§ Document segment
---*---

In some embodiments, it may be desired to provide even further wear protection (i.e., a tri-stacked wear panel (1″) arrangement) to certain locations of the wall (10A) or surface of a piece of equipment (10). In such embodiments, the method may further comprise the steps of: providing a third identical matrix (2) as previously-described above; arranging said third identical matrix (2) below or above the second identical matrix (2) such that the bottom surface (2B) of the second identical matrix (2) is in close proximity with the top surface (2A) of the third identical matrix (2)—or, such that the bottom surface (2B) of the third identical matrix (2) is in close proximity with the top surface (2A) of the second identical matrix (2); providing another spacing adapter (6) which is identical to the spacing adapter (6) provided to the second identical matrix (2) within the central bore (4) of the third identical matrix (2); and; engaging the inner thread (6C) of the another spacing adapter (6) with the outer threaded shaft (5C) of the fastener (5) prior to the step of applying a nut (5E) to an outer threaded shaft (5C) of the fastener (5).

---*---

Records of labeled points

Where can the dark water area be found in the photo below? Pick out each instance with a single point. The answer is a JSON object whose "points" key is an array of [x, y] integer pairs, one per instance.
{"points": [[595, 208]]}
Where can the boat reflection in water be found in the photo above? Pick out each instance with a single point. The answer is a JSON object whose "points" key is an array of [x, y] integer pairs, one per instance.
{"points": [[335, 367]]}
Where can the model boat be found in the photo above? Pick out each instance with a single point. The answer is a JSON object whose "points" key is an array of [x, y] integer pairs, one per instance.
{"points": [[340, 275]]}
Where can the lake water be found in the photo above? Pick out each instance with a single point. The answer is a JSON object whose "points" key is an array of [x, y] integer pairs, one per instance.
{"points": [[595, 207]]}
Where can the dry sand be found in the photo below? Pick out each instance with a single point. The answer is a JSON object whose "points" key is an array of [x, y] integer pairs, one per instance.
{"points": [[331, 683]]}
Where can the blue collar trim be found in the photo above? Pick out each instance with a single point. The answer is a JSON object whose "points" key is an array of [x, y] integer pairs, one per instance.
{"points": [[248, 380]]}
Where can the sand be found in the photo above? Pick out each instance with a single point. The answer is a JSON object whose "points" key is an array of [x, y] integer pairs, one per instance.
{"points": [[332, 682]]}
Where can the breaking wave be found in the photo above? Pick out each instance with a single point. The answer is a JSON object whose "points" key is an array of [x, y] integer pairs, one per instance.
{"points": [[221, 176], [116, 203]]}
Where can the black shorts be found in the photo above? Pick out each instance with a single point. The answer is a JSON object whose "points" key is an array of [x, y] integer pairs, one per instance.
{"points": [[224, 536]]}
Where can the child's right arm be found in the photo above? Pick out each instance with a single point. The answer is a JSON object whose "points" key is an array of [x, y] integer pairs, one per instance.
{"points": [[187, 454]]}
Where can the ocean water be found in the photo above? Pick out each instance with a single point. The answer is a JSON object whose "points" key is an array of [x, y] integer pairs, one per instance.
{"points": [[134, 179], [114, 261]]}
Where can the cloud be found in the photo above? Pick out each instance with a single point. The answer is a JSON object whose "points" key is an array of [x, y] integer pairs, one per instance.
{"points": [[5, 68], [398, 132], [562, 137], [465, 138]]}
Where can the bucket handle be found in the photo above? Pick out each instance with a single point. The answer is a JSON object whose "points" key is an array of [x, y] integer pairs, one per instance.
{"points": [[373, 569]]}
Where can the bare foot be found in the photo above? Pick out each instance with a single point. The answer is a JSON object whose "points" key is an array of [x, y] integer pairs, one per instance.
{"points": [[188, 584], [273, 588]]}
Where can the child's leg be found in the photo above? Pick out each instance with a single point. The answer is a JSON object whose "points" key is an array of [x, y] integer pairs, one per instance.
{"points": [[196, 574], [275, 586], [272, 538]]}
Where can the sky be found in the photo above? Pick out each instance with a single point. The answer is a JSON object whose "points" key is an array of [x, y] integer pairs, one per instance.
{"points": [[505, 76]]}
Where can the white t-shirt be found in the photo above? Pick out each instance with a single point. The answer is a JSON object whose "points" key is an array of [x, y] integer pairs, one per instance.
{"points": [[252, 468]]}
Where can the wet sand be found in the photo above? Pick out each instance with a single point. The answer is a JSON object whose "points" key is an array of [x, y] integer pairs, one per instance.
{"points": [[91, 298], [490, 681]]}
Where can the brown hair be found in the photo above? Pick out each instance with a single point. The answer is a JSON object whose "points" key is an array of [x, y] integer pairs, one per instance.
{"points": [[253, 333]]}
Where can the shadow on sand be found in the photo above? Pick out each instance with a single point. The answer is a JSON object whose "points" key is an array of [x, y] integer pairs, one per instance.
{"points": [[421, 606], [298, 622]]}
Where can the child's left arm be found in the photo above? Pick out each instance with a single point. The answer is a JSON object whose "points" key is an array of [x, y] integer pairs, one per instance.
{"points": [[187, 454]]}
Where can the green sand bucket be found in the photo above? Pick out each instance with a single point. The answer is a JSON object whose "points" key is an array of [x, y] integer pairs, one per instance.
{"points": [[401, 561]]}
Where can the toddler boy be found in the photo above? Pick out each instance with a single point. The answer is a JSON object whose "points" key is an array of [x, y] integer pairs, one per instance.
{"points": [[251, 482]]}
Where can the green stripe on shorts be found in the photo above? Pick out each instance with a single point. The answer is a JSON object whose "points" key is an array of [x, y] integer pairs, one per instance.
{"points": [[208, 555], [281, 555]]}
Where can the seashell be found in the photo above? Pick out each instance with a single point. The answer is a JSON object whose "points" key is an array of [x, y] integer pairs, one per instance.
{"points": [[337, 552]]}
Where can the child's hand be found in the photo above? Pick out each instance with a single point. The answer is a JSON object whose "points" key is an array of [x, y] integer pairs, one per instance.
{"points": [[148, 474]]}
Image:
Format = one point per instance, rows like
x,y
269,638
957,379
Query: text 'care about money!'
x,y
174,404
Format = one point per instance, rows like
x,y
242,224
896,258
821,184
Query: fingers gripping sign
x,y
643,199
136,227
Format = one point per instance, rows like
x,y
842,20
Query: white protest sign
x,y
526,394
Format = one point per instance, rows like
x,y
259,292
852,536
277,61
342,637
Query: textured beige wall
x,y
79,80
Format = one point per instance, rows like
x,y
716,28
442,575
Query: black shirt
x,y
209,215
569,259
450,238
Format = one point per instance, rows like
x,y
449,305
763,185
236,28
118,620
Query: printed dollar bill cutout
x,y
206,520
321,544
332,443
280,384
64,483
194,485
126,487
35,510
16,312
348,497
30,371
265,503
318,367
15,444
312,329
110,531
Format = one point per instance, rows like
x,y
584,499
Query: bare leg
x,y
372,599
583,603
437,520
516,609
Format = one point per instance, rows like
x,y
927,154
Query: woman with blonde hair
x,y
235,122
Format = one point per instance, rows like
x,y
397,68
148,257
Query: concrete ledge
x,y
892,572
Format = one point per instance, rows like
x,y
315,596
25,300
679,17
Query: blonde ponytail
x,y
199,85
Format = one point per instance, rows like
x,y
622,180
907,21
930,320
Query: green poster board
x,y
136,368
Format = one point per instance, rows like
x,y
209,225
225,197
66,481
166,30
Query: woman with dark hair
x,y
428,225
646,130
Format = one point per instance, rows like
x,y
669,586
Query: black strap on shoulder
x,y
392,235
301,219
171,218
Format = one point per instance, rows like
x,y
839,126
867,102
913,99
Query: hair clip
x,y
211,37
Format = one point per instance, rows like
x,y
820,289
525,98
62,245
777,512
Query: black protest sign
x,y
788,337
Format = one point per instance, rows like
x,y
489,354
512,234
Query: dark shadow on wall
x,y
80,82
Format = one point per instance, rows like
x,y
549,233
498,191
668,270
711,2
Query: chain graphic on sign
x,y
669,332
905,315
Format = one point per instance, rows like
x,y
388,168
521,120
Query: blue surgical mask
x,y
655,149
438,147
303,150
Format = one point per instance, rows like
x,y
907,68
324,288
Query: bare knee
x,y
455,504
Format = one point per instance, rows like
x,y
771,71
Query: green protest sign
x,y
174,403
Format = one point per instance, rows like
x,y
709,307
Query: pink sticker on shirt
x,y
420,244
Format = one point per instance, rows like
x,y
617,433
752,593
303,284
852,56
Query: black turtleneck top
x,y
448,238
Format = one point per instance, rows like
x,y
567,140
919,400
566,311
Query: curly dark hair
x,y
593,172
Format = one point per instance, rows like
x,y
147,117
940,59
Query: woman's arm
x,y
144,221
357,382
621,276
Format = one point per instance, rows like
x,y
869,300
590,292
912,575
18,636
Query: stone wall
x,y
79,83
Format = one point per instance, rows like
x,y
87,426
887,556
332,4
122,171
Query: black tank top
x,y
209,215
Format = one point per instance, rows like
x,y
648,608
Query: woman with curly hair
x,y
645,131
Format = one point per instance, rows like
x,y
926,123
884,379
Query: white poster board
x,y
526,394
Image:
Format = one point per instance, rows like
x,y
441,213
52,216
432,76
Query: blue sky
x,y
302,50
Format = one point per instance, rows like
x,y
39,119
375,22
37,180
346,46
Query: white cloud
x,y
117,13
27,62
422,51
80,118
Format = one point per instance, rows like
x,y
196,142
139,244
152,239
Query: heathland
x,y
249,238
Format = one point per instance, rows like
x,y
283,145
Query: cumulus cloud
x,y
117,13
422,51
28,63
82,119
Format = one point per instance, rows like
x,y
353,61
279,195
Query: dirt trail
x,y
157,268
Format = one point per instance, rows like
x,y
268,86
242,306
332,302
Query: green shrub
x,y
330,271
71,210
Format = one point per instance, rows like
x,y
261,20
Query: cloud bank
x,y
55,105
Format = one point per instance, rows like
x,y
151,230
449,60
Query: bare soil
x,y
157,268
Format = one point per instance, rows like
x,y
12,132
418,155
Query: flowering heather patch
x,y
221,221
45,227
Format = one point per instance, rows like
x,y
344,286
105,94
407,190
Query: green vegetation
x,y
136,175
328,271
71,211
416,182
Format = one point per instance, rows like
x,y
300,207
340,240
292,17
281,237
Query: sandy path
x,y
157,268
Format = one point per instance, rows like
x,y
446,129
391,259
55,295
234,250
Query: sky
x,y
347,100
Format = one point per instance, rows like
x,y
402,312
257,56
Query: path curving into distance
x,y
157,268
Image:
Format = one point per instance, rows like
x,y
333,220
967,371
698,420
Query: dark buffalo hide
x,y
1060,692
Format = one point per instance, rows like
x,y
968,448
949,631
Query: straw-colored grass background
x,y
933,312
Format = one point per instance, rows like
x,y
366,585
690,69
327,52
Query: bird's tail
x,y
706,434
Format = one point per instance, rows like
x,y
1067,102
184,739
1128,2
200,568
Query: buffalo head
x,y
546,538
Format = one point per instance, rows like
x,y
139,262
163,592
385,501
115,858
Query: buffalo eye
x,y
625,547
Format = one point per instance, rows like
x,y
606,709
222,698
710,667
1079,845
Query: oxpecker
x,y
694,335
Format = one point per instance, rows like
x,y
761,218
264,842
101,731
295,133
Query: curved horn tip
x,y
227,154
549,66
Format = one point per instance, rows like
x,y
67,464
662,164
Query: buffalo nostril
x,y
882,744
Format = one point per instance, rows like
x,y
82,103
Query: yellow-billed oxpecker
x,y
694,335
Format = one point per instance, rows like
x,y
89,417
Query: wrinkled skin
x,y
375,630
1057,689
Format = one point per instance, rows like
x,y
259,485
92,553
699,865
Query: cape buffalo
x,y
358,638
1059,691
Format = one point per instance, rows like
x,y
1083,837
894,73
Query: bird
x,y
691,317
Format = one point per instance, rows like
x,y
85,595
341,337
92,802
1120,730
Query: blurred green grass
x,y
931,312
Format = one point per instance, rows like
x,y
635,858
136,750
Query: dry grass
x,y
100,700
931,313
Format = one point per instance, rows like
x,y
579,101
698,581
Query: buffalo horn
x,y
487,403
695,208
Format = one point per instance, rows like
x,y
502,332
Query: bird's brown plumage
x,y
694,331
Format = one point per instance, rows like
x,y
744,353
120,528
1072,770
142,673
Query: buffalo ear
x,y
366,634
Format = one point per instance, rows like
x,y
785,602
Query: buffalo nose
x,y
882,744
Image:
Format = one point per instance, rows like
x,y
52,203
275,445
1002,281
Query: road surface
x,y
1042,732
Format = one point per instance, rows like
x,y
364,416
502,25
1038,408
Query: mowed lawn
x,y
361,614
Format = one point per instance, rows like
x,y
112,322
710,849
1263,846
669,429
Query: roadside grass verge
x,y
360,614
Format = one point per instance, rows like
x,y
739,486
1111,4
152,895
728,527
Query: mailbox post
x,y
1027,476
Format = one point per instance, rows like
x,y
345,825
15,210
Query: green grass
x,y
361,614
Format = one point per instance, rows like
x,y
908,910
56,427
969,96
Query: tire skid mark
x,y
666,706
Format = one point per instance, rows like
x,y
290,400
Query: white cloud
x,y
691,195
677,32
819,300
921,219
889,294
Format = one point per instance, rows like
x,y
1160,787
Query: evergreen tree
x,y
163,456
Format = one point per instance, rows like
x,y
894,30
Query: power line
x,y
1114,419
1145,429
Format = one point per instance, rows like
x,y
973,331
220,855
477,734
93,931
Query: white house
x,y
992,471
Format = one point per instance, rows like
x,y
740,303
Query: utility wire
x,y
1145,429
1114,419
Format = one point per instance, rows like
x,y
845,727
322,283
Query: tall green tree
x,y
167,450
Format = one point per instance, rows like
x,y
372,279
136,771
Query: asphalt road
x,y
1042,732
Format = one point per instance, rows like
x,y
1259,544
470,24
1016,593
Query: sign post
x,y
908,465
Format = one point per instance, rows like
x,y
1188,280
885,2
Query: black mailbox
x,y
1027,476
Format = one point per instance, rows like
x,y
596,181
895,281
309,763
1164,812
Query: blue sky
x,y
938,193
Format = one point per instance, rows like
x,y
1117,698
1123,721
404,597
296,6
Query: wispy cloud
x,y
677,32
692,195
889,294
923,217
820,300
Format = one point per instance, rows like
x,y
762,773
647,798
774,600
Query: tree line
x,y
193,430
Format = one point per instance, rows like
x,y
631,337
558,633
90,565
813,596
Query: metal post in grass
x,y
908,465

---*---

§ Exercises to complete
[A] Gather every line of the records that contains the word "buffalo", and copy each one in full.
[B] Carry on the passage above about stacking wear panels with identical matrices, starting after its last sentence.

§ The responses
[A]
Query: dark buffalo hide
Query: buffalo head
Query: buffalo eye
Query: buffalo nostril
Query: cape buffalo
Query: buffalo horn
Query: buffalo ear
Query: buffalo nose

[B]
A modular stackable wear-resistant panel system (11) is further disclosed. The modular stackable wear-resistant panel system (11) may comprise: a plurality of the matrix (2) as previously-defined above; a plurality of the spacing adapter (6) as previously-defined above; and a plurality of the fastener (5) as previously-defined above. The modular stackable wear-resistant panel (11) system may be configured such that a single one of the plurality of matrix (2) may be secured to the wall (10A) or surface of a piece of equipment (10) via a single one of the plurality of fastener (5). The modular stackable wear-resistant panel system (11) may be configured such that two of the plurality of matrix (2) may be secured to the wall (10A) or surface of a piece of equipment (10) via the single one of the plurality of fastener (5) and a single one of the plurality of spacing adapter (6). The modular stackable wear-resistant panel system (11) may be configured such that three of the plurality of matrix (2) may be secured to the wall (10A) or surface of a piece of equipment (10) via the single one of said plurality of fastener (5) and two of the plurality of spacing adapter (6). As suggested in FIG. 19, the plurality of fastener (5) may comprise bolts having outer threaded shafts (5C) of different lengths.

Further features and advantages of the present invention will become apparent from the following detailed description.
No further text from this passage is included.